[Natural-language object grounding data]
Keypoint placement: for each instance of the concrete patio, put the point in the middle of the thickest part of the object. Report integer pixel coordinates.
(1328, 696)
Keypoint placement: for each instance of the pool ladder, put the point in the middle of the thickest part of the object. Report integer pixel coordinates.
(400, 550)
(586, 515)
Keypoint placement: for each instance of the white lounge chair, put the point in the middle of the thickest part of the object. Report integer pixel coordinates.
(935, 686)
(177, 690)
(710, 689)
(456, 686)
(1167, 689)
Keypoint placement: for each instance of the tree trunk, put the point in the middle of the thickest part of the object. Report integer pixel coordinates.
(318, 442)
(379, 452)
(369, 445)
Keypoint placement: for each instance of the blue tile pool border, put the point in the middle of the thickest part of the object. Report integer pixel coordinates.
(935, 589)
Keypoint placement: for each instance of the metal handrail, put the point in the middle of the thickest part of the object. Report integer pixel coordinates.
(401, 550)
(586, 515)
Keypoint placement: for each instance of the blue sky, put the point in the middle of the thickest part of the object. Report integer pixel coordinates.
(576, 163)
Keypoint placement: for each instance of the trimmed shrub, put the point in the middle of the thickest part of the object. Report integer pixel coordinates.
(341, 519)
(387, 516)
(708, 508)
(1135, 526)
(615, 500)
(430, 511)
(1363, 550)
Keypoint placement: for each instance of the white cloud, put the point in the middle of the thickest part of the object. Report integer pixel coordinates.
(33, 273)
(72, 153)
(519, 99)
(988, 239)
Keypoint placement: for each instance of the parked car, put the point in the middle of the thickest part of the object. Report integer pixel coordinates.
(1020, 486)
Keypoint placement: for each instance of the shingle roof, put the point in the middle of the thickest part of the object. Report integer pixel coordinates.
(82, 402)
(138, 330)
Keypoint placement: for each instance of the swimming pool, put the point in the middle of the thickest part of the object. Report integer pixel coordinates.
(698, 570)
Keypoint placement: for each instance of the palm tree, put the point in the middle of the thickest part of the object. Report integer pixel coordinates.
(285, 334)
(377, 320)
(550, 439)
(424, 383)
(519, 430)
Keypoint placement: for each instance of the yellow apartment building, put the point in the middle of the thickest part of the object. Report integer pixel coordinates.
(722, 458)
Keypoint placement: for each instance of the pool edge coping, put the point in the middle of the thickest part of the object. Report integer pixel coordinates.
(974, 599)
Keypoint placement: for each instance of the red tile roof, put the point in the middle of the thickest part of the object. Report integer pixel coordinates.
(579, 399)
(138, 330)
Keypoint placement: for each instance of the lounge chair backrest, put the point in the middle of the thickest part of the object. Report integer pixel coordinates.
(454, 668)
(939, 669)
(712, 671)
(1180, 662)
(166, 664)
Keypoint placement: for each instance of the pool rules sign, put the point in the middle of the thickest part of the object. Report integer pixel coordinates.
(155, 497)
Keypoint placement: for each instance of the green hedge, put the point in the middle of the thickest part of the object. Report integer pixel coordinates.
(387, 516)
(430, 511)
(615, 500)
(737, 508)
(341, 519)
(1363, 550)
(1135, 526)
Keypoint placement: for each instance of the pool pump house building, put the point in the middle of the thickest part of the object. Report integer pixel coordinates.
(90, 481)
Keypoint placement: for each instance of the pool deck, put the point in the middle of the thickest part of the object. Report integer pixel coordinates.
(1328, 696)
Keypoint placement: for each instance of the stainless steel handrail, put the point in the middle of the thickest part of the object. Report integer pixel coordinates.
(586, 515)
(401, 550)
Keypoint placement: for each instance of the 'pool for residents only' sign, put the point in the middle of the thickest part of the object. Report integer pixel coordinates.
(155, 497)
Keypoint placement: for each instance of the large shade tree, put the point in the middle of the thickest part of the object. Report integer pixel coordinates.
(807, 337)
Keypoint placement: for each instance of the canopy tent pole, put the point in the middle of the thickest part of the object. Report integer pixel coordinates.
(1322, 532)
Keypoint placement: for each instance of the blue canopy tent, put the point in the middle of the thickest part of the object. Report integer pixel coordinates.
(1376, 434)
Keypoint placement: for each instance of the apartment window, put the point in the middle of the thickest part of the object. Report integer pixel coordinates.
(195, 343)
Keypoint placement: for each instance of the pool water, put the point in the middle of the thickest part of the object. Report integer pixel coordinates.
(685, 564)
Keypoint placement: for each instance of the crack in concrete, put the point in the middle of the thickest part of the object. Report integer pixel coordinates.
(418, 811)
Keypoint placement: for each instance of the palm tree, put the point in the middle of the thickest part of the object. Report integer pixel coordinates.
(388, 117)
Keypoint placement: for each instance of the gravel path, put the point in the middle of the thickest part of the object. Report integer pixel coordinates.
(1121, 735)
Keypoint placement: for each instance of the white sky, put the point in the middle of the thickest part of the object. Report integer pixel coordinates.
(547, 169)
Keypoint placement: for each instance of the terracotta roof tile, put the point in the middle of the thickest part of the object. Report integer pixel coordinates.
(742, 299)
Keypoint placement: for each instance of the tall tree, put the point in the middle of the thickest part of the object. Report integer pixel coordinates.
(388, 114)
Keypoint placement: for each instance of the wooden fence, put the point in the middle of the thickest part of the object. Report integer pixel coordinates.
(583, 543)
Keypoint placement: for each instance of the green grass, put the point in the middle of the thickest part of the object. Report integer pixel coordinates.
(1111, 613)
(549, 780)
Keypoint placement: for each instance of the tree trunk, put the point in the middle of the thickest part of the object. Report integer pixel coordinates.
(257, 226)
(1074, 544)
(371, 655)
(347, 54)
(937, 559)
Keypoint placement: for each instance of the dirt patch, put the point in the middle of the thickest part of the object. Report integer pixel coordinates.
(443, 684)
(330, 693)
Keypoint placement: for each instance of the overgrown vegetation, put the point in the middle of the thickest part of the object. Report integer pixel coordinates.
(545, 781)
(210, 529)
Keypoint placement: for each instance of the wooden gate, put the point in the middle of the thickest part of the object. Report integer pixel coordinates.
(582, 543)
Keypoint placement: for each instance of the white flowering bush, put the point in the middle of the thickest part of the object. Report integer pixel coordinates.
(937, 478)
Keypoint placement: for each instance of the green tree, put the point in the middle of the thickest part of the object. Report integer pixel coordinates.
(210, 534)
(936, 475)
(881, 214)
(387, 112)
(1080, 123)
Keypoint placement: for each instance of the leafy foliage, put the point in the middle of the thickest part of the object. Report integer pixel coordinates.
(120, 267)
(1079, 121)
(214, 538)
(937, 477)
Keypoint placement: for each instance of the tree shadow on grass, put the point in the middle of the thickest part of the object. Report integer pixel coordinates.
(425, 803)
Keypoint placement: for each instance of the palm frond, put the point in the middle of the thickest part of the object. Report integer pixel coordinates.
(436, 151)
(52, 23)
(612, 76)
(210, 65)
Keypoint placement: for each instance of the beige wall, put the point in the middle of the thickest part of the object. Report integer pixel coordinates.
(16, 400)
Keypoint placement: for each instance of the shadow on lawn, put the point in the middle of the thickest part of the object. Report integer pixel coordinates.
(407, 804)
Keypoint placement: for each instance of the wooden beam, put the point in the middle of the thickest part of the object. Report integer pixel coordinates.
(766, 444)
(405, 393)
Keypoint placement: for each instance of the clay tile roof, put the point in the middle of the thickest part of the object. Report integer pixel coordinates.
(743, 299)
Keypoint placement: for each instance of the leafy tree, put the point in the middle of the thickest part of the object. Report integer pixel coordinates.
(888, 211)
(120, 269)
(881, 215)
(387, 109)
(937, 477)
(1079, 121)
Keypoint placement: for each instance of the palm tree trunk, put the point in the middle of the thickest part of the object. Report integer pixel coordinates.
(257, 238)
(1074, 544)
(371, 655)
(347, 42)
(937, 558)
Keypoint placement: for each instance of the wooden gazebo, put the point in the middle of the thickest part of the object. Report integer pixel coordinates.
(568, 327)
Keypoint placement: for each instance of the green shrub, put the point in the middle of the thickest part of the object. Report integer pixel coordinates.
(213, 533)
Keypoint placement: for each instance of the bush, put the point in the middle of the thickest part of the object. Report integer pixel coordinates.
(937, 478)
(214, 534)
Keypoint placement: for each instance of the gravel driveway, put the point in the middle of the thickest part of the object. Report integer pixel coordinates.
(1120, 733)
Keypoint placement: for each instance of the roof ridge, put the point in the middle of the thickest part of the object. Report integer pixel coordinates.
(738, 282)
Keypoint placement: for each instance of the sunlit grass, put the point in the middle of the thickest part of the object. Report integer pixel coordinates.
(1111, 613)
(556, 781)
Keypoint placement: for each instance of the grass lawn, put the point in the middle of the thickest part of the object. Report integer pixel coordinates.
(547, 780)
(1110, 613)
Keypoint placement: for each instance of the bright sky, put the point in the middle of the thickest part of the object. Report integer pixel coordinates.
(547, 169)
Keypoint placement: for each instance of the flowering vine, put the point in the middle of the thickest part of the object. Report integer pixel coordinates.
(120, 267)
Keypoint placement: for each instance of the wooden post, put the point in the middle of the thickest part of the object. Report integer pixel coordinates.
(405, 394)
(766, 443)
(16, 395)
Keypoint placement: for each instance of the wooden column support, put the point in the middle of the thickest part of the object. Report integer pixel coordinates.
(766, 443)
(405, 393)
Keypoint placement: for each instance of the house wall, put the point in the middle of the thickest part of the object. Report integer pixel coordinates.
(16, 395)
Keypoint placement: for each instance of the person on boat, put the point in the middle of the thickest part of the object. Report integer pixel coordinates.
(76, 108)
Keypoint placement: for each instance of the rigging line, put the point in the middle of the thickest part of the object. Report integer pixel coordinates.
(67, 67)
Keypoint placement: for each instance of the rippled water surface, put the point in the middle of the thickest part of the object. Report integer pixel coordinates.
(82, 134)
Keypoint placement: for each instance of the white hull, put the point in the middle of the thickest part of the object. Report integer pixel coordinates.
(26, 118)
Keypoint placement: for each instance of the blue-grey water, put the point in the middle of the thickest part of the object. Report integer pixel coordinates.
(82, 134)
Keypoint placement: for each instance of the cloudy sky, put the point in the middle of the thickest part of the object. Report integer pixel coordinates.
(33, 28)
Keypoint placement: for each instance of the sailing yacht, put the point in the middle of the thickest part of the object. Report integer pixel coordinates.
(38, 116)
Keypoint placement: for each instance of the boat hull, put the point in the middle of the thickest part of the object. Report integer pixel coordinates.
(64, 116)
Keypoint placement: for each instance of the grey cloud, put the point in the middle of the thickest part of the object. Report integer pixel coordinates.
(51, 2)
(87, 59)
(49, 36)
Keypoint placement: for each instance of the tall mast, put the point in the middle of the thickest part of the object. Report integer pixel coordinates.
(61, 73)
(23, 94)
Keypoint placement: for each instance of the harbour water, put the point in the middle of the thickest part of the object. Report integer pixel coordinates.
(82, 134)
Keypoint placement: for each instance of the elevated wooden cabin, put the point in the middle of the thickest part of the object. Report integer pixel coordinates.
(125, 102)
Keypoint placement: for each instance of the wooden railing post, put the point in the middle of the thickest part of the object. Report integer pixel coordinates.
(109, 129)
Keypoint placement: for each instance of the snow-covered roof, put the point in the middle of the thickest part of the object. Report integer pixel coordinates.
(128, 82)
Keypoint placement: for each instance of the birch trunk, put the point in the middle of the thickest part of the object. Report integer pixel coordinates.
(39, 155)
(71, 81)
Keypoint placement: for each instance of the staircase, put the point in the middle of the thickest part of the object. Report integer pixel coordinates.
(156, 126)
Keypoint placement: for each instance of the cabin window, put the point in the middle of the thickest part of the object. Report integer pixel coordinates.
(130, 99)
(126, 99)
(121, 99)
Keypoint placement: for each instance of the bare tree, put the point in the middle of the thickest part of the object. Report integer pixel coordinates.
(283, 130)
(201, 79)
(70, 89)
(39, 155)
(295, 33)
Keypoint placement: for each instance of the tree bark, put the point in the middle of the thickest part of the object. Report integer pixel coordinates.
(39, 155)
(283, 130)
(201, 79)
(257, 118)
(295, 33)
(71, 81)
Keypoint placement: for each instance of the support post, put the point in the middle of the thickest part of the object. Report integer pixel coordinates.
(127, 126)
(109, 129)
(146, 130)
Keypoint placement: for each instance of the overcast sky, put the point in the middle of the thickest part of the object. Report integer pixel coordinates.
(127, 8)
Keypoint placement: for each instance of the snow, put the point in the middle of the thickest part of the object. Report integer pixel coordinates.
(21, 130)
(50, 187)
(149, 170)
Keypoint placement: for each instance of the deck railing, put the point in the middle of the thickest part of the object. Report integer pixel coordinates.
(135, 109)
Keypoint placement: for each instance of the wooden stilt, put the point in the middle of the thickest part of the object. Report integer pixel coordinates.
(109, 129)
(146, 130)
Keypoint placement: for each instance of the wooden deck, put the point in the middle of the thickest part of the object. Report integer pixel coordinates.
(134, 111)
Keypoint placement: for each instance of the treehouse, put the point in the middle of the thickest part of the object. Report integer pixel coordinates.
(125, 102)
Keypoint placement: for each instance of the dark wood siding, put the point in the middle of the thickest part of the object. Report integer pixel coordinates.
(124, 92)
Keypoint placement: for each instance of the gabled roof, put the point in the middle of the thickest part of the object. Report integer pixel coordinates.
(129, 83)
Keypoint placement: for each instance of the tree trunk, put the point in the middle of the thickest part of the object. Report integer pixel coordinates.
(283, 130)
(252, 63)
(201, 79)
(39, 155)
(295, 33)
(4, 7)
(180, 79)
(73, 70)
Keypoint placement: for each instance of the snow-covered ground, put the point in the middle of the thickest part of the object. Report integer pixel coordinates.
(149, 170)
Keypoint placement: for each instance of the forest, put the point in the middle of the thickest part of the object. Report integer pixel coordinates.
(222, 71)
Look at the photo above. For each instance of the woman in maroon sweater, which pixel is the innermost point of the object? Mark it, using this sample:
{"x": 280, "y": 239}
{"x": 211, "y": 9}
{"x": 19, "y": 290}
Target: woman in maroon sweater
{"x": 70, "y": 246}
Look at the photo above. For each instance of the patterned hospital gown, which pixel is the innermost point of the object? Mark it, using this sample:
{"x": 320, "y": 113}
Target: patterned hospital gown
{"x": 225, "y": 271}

TASK ITEM
The line containing "snow-covered ground, put" and all lines after it, through the last line of the data, should be retyped exactly.

WORKED SOLUTION
Keypoint placement: for each instance of the snow-covered ground, put the point in the middle of the thickest part of the object. Report integer pixel coordinates.
(149, 170)
Keypoint placement: for each instance of the forest, put the point in the middle of the thickest part of the object. Report integer pixel coordinates.
(222, 71)
Look at the photo above. For each instance of the woman in maroon sweater, which pixel is the innermost point of the object? Mark it, using this sample:
{"x": 280, "y": 239}
{"x": 211, "y": 9}
{"x": 19, "y": 290}
Target: woman in maroon sweater
{"x": 70, "y": 246}
Look at the photo above. For each instance of the patterned hospital gown, which pixel is the innermost point of the object? Mark it, using this sample:
{"x": 320, "y": 113}
Target: patterned hospital gown
{"x": 225, "y": 271}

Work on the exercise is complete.